SUPPLIED DATA: Begin

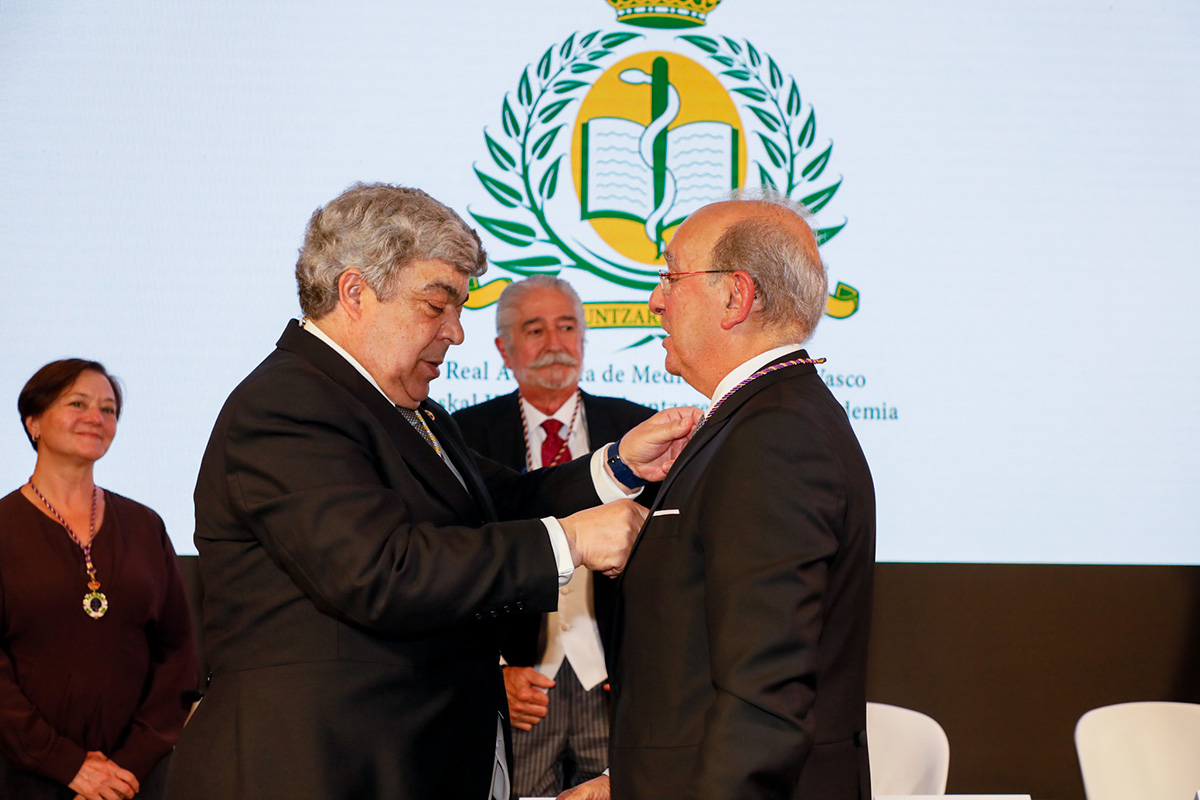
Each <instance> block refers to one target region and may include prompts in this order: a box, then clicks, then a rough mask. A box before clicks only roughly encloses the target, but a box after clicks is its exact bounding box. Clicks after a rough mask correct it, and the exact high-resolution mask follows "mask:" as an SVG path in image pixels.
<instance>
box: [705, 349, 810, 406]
mask: <svg viewBox="0 0 1200 800" xmlns="http://www.w3.org/2000/svg"><path fill="white" fill-rule="evenodd" d="M803 347H804V345H803V344H799V343H791V344H780V345H779V347H778V348H772V349H769V350H767V351H766V353H760V354H758V355H756V356H754V357H752V359H748V360H745V361H743V362H742V363H740V365H738V366H737V367H734V368H733V369H732V371H731V372H730V374H727V375H725V378H722V379H721V383H719V384H716V391H715V392H713V397H712V401H710V404H709V407H708V408H709V409H712V408H713V407H714V405H716V401H719V399H721V398H722V397H725V393H726V392H728V391H730V390H731V389H733V387H734V386H737V385H738V384H740V383H742V381H743V380H745V379H746V378H749V377H750V375H752V374H754V373H756V372H758V371H760V369H762V368H763V367H766V366H767V365H768V363H770V362H772V361H776V360H779V359H780V357H781V356H785V355H787V354H788V353H796V351H797V350H799V349H800V348H803ZM706 415H707V414H706Z"/></svg>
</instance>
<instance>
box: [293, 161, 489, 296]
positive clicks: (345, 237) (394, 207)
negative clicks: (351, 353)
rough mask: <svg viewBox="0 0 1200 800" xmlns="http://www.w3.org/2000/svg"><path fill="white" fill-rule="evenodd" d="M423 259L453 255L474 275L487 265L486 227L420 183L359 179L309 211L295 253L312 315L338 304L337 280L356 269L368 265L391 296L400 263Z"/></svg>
mask: <svg viewBox="0 0 1200 800" xmlns="http://www.w3.org/2000/svg"><path fill="white" fill-rule="evenodd" d="M420 260H440V261H446V263H448V264H450V265H451V266H454V267H455V269H457V270H458V271H460V272H462V273H464V275H468V276H470V277H479V276H480V275H482V273H484V271H485V270H486V269H487V253H485V252H484V246H482V243H480V241H479V235H478V234H476V233H475V231H474V230H473V229H472V228H470V225H468V224H467V223H466V222H463V219H462V217H460V216H458V215H457V213H455V212H454V211H452V210H451V209H450V207H448V206H445V205H443V204H442V203H438V201H437V200H434V199H433V198H432V197H430V196H428V194H426V193H425V192H422V191H421V190H419V188H408V187H404V186H391V185H389V184H355V185H354V186H350V187H349V188H348V190H346V191H344V192H342V193H341V194H338V196H337V197H336V198H334V199H332V200H330V201H329V203H328V204H325V205H324V206H323V207H319V209H317V210H316V211H314V212H313V215H312V217H311V218H310V219H308V227H307V228H306V229H305V237H304V247H301V248H300V258H299V259H298V260H296V289H298V290H299V294H300V308H301V309H302V311H304V313H305V315H307V317H310V318H312V319H320V318H322V317H324V315H325V314H328V313H330V312H331V311H334V308H335V307H337V281H338V278H340V277H341V276H342V273H343V272H346V270H349V269H358V270H361V271H362V279H364V281H365V282H366V284H367V285H368V287H371V289H372V291H374V293H376V295H378V297H379V300H380V301H383V302H386V301H388V300H390V299H391V297H392V296H394V291H395V289H396V276H397V275H398V273H400V271H401V270H403V269H404V267H406V266H408V265H409V264H412V263H413V261H420Z"/></svg>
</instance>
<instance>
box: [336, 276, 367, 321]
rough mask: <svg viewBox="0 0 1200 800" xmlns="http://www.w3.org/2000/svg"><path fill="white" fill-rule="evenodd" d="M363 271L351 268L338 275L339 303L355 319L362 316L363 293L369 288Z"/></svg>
mask: <svg viewBox="0 0 1200 800" xmlns="http://www.w3.org/2000/svg"><path fill="white" fill-rule="evenodd" d="M368 288H370V287H367V284H366V283H365V282H364V281H362V272H361V271H359V270H356V269H349V270H346V271H344V272H342V273H341V275H340V276H337V305H338V306H341V307H342V311H344V312H346V314H347V315H348V317H349V318H350V319H354V320H358V319H359V318H360V317H362V293H364V291H365V290H366V289H368Z"/></svg>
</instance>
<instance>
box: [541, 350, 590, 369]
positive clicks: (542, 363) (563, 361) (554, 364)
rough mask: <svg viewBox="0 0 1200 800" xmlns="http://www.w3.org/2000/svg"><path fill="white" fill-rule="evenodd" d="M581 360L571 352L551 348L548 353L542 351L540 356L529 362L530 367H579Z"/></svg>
mask: <svg viewBox="0 0 1200 800" xmlns="http://www.w3.org/2000/svg"><path fill="white" fill-rule="evenodd" d="M578 366H580V360H578V359H576V357H572V356H571V355H570V354H569V353H564V351H562V350H551V351H548V353H542V354H541V355H540V356H538V357H536V359H534V360H533V361H530V362H529V368H530V369H541V368H544V367H578Z"/></svg>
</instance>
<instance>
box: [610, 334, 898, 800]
mask: <svg viewBox="0 0 1200 800" xmlns="http://www.w3.org/2000/svg"><path fill="white" fill-rule="evenodd" d="M797 356H799V357H804V356H803V351H802V353H799V354H792V355H791V356H787V359H781V360H780V361H784V360H788V359H793V357H797ZM652 513H653V516H650V517H649V518H648V519H647V523H646V525H644V527H643V529H642V533H641V536H640V539H638V541H637V543H636V545H635V548H634V553H632V555H631V557H630V560H629V564H628V565H626V567H625V572H624V575H623V576H622V578H620V581H619V588H618V591H619V594H618V600H617V610H616V618H614V620H613V652H612V663H611V669H610V681H611V684H612V694H613V702H614V720H613V727H612V735H611V744H610V760H611V764H612V796H613V800H632V799H637V800H650V799H658V798H686V799H696V798H713V799H714V800H715V799H721V800H728V799H730V798H738V799H739V800H744V799H746V798H793V796H794V798H797V799H804V800H858V799H859V798H863V799H865V798H870V793H871V787H870V776H869V765H868V754H866V738H865V728H866V697H865V694H866V639H868V627H869V621H870V620H869V616H870V609H871V587H872V575H874V567H875V494H874V489H872V485H871V476H870V471H869V470H868V467H866V461H865V459H864V458H863V453H862V450H860V449H859V446H858V440H857V439H856V437H854V433H853V431H852V429H851V426H850V422H848V420H847V417H846V413H845V410H844V409H842V408H841V407H840V405H839V404H838V402H836V401H835V399H834V398H833V396H832V395H830V393H829V391H828V389H827V387H826V385H824V384H823V383H822V380H821V378H820V375H818V374H817V373H816V371H815V369H814V367H811V366H809V365H803V366H792V367H786V368H782V369H779V371H776V372H773V373H770V374H767V375H764V377H762V378H758V379H756V380H754V381H752V383H750V384H749V385H746V386H745V387H743V389H740V390H738V392H736V393H734V395H733V396H732V397H730V398H728V399H727V401H726V402H725V403H724V404H722V405H721V407H720V408H719V409H718V410H716V411H715V413H714V414H713V416H712V419H710V420H708V421H707V422H706V423H704V425H703V427H702V428H701V429H700V431H698V432H697V433H696V435H695V437H694V438H692V440H691V441H690V443H689V444H688V446H686V447H685V450H684V451H683V453H680V457H679V459H678V461H677V462H676V464H674V467H673V468H672V470H671V474H670V475H668V476H667V480H666V481H665V482H664V483H662V487H661V488H660V491H659V495H658V500H656V501H655V504H654V506H653V507H652Z"/></svg>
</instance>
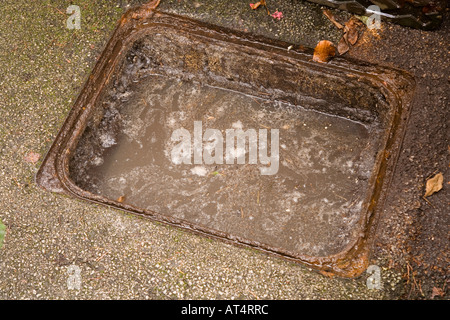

SUPPLIED DATA: End

TASK DIRECTIONS: Above are the records; print exactly the lines from the line with "box: [293, 161, 489, 296]" to the line with "negative clicks: (351, 353)", including both, and nothing else.

WRITTEN RESPONSE:
box: [293, 161, 489, 296]
positive clicks: (345, 237) (394, 207)
negative clicks: (351, 353)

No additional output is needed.